Required work => Copy the rows below word for word, starting at the line that contains "Note to the class: indicate the chrome cabinet" and stopping after the final row.

Data for this exercise =>
★ ★ ★ ★
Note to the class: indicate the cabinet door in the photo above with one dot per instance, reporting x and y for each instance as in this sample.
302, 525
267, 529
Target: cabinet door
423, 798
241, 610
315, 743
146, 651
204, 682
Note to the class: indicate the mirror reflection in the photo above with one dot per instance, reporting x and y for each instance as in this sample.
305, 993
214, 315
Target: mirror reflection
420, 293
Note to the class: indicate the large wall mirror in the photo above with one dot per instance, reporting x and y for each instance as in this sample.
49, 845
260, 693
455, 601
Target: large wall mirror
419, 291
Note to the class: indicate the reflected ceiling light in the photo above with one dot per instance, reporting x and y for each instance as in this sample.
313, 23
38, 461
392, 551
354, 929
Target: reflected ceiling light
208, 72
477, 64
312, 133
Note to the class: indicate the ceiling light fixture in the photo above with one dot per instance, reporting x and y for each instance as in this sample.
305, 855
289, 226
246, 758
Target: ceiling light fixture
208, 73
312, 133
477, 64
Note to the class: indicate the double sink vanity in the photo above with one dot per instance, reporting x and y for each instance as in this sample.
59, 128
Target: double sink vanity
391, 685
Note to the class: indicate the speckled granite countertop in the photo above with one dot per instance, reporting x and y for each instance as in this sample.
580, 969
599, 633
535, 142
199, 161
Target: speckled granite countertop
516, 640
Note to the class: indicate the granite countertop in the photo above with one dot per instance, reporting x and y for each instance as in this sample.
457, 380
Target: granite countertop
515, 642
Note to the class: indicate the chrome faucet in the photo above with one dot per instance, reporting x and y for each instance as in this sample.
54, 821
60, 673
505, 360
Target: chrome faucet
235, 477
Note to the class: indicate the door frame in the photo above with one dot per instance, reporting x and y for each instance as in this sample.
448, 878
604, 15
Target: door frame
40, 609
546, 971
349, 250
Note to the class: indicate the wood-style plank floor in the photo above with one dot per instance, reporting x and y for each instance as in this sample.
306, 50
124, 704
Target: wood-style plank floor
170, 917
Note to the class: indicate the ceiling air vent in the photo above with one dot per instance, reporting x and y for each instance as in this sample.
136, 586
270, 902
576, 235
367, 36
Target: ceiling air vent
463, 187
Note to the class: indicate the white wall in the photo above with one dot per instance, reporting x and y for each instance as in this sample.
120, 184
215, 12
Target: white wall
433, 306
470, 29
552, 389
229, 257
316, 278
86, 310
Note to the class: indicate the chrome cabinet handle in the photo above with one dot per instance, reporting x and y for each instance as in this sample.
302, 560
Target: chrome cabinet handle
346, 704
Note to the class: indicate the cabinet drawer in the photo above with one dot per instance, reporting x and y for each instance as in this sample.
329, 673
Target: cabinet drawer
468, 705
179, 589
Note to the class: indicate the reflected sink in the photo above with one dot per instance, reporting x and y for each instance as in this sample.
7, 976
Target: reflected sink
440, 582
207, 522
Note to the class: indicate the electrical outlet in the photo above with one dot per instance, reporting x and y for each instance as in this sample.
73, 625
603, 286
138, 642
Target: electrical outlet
★ ★ ★ ★
Finished task =>
Note to the class: indicate the chrome cabinet handle in the photo above with one dot per instance, reporting x and y for each instance as in this sample.
302, 560
Target: chrome cabinet handle
346, 704
Note to the class: indicate the cabinet drawer in the photo above with one dot per instance, reporting x and y for each instance as in this sample.
329, 673
Target: cabinet drawer
468, 705
179, 589
Note to the class: indicate the reflected sink in the photo above with one dot per instance, reporting x and y for each instance as in this sample.
7, 976
Target: reflected sink
440, 582
207, 522
Note to the class: indicate the electrical outlet in the photo above with one dot per instance, reporting x and y for each instance as in this sample.
73, 625
603, 286
138, 642
Target: electrical outlet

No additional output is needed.